» **Prompt**:
Gather every line of the records that contains the word "Give" and copy each of those lines in full.

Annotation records
┄┄┄┄┄┄┄┄┄┄┄┄┄┄┄┄┄┄┄┄

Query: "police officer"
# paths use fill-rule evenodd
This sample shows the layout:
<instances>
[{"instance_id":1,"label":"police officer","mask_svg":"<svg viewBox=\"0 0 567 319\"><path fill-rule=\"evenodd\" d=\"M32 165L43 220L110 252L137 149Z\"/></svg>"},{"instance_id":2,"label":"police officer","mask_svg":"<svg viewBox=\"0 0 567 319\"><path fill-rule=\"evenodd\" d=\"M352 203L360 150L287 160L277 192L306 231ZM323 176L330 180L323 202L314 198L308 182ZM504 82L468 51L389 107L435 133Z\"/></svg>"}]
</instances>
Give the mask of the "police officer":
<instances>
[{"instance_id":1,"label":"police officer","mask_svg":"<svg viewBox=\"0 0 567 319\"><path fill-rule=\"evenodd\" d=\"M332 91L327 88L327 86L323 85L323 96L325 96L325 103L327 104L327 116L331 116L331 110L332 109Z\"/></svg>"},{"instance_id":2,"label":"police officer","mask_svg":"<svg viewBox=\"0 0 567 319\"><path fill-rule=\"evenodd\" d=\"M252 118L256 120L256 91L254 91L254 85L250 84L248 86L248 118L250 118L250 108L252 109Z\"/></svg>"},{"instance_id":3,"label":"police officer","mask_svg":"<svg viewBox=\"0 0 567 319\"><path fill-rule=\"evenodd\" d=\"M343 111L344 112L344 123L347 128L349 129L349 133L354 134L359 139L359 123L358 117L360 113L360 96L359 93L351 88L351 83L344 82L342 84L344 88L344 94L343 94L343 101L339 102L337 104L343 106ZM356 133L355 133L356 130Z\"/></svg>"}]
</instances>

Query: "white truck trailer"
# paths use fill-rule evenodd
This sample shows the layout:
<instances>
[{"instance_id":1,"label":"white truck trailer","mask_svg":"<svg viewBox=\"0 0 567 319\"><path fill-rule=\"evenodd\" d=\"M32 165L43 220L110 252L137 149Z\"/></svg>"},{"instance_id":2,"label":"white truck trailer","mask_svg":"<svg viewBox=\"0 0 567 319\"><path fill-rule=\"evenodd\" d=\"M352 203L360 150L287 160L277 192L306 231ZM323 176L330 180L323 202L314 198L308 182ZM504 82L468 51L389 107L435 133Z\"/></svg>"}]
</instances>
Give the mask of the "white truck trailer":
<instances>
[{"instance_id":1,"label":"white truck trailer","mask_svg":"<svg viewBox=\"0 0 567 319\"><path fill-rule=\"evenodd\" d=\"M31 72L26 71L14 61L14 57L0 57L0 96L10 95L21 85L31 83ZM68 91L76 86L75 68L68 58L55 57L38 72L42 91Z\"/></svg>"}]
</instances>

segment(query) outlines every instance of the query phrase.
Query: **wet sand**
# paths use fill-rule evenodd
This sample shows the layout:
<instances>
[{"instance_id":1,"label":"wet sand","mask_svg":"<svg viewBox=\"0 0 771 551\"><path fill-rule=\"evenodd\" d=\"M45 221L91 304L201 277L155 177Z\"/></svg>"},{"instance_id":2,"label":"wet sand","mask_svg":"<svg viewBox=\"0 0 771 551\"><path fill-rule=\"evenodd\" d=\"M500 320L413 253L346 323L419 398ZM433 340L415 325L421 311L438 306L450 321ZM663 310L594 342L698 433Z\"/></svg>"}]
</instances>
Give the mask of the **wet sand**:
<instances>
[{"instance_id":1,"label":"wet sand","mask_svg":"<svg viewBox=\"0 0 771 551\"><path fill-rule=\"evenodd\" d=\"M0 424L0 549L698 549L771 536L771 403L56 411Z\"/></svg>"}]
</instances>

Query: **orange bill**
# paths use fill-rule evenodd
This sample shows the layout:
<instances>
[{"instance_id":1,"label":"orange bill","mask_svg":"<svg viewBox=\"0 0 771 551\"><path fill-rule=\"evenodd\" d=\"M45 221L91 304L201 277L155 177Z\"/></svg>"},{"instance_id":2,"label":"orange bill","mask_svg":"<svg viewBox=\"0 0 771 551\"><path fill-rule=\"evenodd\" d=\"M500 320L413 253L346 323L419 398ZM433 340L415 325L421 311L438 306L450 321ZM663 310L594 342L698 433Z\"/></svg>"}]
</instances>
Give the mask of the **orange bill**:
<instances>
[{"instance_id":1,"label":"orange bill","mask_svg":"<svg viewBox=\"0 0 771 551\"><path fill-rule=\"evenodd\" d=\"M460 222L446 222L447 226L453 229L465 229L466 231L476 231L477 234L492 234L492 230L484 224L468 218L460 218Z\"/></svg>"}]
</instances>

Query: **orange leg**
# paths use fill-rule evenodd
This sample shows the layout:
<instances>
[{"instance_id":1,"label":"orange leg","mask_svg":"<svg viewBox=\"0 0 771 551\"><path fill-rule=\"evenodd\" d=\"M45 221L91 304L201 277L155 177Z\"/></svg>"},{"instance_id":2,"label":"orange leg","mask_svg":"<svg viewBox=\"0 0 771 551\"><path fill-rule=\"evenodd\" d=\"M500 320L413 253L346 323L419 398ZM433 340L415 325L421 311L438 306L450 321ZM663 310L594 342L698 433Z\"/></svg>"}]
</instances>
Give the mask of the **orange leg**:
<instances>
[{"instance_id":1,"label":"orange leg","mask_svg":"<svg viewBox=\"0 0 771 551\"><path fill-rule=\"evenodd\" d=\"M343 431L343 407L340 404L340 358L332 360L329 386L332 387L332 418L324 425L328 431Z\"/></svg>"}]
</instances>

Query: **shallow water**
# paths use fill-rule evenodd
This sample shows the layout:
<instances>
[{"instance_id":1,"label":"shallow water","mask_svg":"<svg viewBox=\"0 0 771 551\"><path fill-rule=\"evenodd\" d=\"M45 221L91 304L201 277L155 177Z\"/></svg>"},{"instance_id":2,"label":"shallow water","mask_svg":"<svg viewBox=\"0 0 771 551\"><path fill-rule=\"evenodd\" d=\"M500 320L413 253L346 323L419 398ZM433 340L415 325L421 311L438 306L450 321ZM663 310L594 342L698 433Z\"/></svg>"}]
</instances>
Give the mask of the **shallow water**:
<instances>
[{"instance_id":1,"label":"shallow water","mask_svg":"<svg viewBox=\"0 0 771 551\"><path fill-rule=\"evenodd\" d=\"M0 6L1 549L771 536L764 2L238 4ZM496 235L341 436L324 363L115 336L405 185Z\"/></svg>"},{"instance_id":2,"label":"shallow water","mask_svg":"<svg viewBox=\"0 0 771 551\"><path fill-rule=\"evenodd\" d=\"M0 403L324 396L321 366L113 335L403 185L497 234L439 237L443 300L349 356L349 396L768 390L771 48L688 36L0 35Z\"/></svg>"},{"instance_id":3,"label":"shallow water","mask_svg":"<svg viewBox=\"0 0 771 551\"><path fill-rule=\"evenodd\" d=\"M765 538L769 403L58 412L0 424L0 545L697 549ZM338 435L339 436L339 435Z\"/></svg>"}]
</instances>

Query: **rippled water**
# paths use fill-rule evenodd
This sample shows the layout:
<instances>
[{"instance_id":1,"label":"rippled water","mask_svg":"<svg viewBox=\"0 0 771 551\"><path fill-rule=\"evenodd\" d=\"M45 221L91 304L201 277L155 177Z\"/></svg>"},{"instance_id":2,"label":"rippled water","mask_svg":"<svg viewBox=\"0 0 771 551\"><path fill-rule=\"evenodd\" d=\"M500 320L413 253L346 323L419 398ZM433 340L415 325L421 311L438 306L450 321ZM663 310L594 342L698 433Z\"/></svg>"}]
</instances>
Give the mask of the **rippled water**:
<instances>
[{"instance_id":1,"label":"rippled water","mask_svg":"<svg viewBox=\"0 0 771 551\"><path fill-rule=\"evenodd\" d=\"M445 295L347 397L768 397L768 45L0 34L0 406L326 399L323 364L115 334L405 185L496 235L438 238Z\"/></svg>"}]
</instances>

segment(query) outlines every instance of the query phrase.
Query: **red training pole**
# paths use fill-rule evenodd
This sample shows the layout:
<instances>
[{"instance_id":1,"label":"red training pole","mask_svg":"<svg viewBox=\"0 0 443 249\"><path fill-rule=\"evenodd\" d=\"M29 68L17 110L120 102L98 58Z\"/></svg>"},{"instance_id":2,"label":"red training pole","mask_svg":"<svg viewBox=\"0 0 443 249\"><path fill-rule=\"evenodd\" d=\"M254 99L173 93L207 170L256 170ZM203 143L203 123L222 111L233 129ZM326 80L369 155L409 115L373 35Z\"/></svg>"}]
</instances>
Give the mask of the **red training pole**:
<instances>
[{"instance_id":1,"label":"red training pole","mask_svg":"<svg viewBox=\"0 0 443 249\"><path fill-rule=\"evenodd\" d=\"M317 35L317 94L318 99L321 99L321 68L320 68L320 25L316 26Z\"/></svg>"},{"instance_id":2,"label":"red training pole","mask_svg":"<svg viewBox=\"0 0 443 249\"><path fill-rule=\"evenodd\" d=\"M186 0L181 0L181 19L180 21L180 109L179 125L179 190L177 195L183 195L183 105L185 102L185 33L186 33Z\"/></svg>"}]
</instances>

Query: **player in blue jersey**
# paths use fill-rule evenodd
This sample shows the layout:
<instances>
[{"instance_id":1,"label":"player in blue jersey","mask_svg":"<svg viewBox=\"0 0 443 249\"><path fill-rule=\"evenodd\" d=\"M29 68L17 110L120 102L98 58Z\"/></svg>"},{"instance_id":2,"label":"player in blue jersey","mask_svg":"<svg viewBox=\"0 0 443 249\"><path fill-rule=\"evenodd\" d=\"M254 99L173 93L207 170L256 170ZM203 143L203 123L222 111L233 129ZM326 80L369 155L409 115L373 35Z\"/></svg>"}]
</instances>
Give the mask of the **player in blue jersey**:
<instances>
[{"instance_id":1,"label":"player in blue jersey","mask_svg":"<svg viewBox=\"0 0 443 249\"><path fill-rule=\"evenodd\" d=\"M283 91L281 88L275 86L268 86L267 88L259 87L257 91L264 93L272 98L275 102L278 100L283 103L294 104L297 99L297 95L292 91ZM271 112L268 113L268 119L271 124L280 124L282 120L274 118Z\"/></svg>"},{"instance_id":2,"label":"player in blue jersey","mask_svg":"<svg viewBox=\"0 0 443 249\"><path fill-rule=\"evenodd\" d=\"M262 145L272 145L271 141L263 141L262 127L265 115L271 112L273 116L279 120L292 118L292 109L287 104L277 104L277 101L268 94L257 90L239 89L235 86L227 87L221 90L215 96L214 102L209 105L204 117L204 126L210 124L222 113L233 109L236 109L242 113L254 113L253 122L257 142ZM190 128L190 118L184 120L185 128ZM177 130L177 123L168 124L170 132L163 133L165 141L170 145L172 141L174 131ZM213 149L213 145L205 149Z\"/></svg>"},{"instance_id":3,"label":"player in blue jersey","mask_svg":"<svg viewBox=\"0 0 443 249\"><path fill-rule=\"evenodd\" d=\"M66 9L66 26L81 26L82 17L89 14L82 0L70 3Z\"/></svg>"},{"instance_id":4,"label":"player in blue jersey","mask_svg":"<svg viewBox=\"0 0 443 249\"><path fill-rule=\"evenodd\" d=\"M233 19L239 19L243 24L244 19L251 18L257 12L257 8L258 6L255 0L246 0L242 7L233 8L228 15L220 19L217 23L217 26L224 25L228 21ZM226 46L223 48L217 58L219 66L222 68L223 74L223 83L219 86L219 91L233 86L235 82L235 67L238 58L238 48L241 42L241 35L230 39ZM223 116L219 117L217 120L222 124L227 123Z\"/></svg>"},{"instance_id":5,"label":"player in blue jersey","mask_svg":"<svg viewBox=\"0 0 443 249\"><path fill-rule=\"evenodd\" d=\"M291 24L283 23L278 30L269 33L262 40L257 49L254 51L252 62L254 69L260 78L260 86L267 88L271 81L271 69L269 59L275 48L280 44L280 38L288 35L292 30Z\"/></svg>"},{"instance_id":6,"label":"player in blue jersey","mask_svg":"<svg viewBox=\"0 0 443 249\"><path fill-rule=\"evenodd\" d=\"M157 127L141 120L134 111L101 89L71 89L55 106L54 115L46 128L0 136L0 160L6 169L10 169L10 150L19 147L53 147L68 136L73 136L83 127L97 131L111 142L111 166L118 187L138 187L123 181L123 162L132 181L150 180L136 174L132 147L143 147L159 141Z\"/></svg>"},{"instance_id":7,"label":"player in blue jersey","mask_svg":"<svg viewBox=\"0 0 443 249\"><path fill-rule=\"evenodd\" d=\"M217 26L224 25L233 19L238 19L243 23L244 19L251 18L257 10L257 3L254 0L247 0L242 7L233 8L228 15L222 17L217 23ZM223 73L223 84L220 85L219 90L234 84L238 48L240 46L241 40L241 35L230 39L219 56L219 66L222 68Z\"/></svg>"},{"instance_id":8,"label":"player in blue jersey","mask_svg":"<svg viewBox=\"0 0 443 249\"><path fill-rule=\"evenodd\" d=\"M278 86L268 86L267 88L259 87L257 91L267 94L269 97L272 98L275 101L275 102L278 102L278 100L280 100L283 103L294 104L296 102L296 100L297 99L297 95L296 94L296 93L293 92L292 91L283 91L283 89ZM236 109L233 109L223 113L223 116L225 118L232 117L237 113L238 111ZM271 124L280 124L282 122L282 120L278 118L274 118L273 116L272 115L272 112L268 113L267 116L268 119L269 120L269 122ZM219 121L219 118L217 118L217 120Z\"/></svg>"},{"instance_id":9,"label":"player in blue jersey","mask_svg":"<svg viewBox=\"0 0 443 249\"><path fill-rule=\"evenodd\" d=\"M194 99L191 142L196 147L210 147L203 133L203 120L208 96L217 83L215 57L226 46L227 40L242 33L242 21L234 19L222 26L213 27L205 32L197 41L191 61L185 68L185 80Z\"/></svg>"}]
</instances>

┄┄┄┄┄┄┄┄┄┄┄┄┄┄┄┄┄┄┄┄

» **Answer for this exercise**:
Give the mask of the "police officer":
Give the mask of the "white truck trailer":
Give the mask of the **wet sand**:
Give the mask of the **orange bill**:
Give the mask of the **orange leg**:
Give the mask of the **shallow water**:
Give the mask of the **rippled water**:
Give the mask of the **red training pole**:
Give the mask of the **player in blue jersey**:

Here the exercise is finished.